[Entries from a pointing dataset]
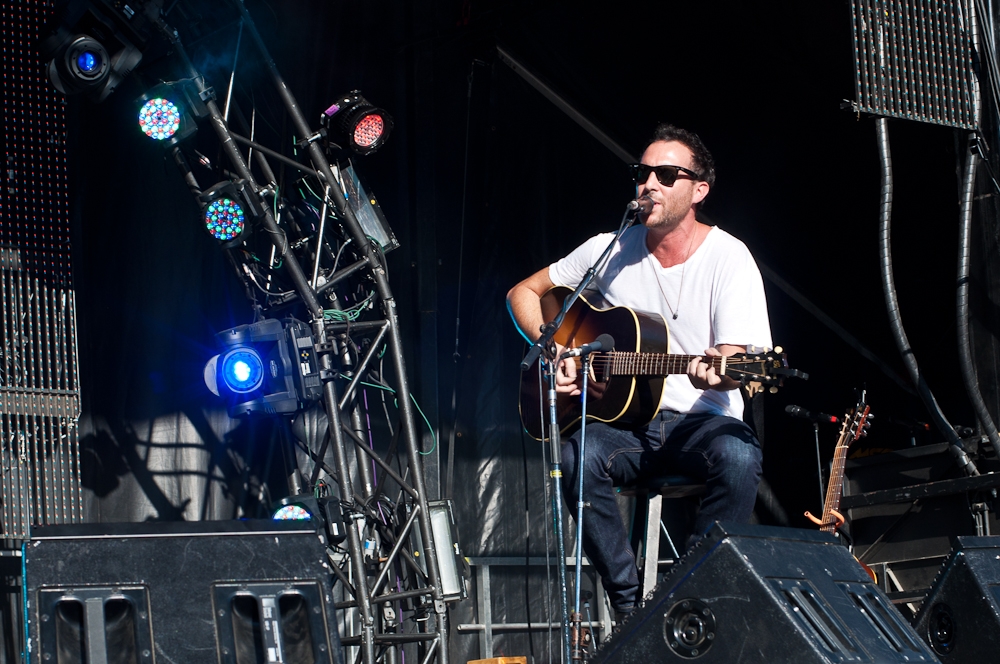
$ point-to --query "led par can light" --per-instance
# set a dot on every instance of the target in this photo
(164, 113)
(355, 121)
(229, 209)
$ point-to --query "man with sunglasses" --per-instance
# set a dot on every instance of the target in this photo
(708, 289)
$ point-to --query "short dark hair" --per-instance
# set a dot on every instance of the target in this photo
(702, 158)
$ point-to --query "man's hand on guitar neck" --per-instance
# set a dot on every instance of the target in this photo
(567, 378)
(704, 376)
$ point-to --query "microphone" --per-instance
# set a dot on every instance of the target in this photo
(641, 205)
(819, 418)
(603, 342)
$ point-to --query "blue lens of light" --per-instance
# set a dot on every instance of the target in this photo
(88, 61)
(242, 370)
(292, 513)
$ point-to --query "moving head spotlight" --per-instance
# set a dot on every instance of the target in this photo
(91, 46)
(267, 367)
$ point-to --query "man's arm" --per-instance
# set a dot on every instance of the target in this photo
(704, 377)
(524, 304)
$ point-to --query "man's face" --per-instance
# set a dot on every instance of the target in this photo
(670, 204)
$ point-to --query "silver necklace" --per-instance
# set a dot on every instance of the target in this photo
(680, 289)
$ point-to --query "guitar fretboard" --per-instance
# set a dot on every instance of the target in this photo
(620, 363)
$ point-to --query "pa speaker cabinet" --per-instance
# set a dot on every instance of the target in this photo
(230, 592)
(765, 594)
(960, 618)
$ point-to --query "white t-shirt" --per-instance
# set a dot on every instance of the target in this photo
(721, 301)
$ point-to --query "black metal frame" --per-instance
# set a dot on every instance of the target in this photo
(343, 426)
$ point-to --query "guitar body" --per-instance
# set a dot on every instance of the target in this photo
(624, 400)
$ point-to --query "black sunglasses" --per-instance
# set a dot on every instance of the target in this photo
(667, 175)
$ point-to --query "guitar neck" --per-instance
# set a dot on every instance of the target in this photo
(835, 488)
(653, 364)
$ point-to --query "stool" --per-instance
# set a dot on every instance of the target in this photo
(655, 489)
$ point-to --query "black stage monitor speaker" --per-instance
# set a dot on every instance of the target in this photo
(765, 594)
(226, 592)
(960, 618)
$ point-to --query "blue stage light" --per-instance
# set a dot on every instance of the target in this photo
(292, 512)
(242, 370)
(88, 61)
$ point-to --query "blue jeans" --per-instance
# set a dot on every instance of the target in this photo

[GOAL]
Please report every line in the records above that contains the string "speaker", copying each one in full.

[REPLY]
$ point-to --query "pa speaker cabinet" --per-instance
$ point-to --query "black stage monitor speaker" --per-instance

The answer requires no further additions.